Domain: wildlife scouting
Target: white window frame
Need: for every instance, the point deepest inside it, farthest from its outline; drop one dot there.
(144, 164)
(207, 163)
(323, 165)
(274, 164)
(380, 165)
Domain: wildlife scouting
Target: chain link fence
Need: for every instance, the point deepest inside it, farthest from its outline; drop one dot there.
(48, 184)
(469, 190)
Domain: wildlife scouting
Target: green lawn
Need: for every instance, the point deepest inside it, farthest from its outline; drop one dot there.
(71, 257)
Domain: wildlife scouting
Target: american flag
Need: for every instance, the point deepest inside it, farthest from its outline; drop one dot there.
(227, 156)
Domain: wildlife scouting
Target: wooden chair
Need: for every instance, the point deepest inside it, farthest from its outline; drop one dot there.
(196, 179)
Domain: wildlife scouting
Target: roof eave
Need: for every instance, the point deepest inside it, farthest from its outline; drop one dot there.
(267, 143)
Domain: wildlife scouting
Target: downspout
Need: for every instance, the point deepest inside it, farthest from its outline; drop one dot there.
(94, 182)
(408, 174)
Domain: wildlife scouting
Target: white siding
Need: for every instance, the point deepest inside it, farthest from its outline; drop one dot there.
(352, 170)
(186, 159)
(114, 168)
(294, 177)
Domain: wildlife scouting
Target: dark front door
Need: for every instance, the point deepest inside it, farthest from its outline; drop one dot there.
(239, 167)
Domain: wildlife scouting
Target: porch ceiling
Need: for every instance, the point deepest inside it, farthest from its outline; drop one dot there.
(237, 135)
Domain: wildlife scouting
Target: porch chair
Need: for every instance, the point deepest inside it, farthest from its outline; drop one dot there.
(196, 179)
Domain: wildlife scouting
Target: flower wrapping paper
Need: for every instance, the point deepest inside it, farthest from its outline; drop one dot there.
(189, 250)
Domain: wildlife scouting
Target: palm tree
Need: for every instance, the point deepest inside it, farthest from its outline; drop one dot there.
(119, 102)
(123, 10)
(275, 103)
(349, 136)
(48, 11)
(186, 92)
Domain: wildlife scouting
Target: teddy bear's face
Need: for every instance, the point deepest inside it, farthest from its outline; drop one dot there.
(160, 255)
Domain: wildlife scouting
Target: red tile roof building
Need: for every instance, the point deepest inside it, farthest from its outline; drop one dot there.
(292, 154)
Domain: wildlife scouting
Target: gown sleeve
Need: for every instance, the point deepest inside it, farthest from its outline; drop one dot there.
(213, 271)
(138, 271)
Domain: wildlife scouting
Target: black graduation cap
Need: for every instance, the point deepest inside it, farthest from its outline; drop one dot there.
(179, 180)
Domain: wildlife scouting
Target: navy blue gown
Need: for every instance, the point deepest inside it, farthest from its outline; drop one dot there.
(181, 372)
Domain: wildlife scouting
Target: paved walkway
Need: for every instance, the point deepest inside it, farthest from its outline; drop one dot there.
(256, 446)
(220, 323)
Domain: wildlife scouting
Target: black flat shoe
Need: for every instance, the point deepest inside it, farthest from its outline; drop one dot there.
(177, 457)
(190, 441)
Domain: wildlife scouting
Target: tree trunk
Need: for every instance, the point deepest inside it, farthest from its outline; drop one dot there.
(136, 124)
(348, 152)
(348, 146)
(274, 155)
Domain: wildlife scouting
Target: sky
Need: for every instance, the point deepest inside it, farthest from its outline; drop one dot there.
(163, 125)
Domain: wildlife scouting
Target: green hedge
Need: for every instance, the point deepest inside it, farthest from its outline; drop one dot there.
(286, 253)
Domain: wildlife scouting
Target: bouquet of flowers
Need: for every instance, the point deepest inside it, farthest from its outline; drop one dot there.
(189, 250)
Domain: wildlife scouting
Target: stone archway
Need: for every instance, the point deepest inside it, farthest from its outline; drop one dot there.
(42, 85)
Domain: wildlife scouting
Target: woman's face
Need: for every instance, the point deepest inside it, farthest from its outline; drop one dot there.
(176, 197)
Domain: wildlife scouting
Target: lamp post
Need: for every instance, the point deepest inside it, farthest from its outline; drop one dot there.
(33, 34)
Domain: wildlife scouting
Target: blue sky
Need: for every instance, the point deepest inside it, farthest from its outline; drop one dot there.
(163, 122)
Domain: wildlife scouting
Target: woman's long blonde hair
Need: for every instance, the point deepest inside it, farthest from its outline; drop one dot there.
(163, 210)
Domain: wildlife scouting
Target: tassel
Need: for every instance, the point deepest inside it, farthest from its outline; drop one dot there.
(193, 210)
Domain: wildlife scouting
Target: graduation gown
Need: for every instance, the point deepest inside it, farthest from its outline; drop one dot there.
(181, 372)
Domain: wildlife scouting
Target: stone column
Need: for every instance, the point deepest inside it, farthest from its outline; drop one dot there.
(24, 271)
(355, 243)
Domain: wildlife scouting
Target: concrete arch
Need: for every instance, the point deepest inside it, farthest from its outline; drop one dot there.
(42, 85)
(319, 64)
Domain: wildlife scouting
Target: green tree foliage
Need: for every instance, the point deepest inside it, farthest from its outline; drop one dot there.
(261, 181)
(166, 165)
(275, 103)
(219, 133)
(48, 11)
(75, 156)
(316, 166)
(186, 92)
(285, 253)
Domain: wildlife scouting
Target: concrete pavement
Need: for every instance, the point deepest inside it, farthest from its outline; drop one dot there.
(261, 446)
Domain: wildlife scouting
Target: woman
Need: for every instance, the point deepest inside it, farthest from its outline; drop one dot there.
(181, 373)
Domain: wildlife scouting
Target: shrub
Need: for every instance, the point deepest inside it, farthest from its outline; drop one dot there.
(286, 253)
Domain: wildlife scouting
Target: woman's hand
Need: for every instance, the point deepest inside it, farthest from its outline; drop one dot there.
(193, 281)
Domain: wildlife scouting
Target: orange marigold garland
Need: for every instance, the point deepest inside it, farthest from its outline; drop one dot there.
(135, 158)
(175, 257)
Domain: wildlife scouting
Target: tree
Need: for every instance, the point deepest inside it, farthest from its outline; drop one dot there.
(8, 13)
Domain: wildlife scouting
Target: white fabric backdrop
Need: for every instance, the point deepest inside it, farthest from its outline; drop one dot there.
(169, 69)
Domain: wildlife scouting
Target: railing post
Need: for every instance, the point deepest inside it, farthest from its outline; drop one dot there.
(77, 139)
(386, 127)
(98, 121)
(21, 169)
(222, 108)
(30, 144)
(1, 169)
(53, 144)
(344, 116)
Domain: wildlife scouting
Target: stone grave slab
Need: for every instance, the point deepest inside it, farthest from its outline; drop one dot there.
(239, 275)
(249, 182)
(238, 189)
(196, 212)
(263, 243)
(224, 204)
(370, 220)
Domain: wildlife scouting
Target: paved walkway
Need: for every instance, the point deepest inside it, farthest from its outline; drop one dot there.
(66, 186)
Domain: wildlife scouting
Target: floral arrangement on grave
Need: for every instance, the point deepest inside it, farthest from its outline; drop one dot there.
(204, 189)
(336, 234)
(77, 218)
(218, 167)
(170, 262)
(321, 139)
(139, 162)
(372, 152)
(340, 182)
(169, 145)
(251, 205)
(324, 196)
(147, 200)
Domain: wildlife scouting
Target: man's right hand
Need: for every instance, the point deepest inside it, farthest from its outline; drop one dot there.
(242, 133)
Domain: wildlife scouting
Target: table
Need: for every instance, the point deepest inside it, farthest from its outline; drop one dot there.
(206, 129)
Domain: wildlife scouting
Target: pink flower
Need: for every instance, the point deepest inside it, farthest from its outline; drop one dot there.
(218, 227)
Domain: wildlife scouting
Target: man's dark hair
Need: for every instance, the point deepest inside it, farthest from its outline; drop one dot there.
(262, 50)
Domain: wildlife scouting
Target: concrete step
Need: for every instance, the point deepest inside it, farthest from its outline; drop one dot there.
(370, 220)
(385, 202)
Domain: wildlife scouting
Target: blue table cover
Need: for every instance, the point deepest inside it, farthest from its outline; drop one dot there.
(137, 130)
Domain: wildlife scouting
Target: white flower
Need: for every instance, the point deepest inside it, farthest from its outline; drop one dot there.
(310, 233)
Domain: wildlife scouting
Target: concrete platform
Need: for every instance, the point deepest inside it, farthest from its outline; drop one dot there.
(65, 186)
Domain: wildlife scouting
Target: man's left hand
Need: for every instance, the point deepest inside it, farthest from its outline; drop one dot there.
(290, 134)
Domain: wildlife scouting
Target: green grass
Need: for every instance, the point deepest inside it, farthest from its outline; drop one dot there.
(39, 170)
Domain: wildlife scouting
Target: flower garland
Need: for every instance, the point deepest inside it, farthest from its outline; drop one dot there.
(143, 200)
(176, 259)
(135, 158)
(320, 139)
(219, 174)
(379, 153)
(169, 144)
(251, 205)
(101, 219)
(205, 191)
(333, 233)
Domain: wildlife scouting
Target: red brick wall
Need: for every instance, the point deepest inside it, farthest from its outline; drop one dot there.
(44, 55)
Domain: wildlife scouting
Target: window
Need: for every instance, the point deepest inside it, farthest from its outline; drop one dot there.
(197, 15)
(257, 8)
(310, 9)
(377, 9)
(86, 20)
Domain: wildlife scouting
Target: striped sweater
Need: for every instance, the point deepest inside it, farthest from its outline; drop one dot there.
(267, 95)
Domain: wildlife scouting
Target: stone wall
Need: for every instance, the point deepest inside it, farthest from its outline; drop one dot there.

##########

- [PROBLEM DESCRIPTION]
Extract each line of the entries above that contains the string "table". Treat uppercase and lowercase letters as distinct when matching.

- [SOLUTION TO THIS PROBLEM]
Target: table
Target: blue table cover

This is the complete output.